# Set problem:
Count how many lines of the material below contain the string "plate" and give only that number.

# Data shown:
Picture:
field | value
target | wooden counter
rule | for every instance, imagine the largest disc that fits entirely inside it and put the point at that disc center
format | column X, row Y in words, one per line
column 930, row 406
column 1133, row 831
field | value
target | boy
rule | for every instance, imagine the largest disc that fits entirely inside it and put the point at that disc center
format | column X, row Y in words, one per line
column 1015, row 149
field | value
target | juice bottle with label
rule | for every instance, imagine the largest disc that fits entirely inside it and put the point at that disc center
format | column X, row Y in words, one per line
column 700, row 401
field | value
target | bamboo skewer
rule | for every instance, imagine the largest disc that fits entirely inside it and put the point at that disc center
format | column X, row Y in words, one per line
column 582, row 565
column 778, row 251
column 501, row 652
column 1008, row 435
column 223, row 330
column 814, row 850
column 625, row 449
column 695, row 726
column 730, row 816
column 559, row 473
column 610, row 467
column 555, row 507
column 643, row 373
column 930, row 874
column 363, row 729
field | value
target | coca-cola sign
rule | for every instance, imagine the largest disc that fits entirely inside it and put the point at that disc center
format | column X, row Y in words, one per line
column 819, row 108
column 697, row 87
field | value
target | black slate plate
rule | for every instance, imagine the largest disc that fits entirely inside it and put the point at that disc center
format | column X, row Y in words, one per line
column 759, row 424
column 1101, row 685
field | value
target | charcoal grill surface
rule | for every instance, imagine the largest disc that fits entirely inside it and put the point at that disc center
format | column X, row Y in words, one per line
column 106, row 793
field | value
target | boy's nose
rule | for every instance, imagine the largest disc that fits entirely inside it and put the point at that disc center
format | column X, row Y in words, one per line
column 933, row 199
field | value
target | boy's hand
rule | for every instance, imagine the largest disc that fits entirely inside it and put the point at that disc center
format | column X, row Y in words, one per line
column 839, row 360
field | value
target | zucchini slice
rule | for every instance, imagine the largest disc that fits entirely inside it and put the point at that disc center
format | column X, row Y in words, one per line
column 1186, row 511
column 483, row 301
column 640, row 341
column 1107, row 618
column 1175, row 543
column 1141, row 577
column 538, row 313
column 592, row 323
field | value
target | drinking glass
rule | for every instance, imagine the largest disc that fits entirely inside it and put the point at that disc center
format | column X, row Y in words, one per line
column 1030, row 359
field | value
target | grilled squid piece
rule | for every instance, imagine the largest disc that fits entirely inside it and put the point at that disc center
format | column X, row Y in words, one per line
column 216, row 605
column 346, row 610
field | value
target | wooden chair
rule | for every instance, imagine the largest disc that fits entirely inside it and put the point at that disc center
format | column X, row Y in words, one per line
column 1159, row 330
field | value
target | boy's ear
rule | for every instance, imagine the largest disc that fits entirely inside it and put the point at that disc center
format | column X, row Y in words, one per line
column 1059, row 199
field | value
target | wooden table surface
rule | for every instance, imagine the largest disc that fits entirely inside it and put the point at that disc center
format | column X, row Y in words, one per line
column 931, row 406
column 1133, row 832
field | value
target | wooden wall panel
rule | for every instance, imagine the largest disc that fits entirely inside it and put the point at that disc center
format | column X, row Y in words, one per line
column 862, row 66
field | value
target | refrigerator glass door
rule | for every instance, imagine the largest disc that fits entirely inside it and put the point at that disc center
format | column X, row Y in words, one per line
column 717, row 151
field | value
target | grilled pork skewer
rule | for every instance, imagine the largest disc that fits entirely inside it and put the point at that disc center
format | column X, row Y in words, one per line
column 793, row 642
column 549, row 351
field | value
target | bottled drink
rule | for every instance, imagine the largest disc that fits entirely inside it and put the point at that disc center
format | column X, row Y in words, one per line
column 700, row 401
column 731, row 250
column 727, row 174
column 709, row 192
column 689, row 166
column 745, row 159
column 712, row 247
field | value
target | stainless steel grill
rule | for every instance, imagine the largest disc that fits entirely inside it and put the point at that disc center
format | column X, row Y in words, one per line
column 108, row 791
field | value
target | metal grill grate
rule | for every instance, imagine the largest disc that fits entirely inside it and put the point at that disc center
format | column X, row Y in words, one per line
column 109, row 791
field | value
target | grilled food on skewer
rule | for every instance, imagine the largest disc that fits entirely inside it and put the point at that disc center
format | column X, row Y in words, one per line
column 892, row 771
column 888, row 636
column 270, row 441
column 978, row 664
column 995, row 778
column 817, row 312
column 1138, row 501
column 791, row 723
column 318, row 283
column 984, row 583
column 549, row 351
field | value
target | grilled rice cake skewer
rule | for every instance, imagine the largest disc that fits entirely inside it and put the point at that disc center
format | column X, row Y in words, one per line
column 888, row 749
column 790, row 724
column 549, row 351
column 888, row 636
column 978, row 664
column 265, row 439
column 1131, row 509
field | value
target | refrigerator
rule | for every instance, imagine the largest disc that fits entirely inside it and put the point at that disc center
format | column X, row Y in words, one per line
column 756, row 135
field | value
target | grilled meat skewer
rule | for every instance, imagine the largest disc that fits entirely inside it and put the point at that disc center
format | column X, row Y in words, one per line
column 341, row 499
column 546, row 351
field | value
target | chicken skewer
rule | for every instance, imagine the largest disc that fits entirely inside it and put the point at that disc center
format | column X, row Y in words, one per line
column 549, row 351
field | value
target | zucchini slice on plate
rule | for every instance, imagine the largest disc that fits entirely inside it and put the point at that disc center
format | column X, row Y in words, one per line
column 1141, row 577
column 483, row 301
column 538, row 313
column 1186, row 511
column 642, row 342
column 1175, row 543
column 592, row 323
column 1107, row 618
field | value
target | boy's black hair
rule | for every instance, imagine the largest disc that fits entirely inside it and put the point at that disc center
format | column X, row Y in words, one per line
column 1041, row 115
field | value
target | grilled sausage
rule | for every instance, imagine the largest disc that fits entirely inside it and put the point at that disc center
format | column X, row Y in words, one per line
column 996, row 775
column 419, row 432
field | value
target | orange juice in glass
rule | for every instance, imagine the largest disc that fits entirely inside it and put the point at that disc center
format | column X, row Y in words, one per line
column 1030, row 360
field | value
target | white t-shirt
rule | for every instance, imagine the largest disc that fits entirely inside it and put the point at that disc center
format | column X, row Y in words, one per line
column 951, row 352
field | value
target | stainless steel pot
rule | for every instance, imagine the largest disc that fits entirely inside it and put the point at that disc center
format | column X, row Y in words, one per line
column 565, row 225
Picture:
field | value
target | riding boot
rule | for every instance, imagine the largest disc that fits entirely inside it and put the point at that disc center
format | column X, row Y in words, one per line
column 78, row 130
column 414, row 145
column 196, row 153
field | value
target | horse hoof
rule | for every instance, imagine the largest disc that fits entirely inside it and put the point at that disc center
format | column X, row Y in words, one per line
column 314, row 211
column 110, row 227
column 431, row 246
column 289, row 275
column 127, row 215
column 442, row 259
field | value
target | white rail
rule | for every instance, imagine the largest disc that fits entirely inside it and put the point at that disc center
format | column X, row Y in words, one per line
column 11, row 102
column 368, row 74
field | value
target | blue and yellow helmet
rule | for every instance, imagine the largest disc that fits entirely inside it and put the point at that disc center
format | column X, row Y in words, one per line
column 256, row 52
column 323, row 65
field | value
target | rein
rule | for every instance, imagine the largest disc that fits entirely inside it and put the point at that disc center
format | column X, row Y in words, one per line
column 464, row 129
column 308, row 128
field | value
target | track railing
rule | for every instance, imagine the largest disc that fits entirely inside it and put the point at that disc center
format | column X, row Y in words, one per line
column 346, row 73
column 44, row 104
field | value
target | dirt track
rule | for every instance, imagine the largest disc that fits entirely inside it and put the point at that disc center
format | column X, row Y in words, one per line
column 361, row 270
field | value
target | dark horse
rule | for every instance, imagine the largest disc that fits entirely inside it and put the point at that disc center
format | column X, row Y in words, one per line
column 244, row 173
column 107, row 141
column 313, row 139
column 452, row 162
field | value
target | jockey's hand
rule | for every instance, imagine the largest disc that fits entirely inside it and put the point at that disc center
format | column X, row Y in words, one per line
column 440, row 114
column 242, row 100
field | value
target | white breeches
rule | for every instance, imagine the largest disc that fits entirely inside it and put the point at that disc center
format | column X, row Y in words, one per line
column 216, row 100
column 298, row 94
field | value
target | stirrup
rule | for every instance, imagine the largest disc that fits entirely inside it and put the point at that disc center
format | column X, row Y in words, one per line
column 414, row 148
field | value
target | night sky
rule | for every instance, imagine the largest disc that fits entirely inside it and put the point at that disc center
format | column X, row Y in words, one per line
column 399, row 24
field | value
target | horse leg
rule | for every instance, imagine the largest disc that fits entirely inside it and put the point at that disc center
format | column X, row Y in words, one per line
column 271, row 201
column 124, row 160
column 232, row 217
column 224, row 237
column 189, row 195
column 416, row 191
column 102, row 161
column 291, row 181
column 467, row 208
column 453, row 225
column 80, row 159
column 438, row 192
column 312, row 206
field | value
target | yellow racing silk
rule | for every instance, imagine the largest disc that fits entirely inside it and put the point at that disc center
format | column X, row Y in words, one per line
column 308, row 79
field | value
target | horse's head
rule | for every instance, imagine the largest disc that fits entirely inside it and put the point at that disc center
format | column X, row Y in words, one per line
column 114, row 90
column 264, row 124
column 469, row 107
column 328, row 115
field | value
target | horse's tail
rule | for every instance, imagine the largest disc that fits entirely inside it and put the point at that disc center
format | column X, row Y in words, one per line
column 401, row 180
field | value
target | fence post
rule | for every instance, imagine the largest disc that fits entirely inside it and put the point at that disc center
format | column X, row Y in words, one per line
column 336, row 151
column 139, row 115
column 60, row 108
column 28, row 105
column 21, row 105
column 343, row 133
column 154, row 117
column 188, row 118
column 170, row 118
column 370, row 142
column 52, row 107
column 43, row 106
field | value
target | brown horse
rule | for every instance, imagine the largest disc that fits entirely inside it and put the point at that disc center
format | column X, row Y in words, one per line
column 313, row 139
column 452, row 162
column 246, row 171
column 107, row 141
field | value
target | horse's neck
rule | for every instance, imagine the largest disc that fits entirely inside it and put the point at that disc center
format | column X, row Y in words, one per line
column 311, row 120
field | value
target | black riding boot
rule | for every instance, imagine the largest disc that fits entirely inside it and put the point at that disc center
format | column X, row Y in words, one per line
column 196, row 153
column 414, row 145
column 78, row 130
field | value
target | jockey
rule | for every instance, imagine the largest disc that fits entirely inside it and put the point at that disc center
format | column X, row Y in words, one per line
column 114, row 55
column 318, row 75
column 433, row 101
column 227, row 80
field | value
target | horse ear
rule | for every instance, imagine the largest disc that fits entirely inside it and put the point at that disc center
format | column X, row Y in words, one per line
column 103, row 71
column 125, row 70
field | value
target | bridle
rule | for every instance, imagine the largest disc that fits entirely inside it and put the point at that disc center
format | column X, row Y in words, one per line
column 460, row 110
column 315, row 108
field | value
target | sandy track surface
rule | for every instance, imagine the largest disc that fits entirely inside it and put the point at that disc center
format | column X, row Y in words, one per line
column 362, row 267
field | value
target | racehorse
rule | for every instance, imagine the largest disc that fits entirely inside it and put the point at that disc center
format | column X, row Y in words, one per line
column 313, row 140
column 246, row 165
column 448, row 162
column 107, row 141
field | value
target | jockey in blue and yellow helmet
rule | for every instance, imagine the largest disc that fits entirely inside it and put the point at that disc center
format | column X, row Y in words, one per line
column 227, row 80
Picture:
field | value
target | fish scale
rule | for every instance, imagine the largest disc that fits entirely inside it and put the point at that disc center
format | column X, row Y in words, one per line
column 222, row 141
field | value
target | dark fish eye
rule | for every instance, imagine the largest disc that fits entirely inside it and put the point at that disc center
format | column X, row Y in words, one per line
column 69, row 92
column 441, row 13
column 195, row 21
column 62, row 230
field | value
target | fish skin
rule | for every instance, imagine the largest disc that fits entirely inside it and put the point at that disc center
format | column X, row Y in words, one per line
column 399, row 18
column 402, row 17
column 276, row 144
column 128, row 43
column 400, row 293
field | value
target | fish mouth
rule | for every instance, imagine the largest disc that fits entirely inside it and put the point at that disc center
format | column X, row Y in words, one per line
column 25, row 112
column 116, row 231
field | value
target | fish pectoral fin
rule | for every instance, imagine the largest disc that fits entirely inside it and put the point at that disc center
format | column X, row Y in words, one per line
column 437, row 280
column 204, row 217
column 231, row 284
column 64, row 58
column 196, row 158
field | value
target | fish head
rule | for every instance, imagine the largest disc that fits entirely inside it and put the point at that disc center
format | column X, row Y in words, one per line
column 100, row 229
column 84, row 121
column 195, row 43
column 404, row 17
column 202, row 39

# Result:
2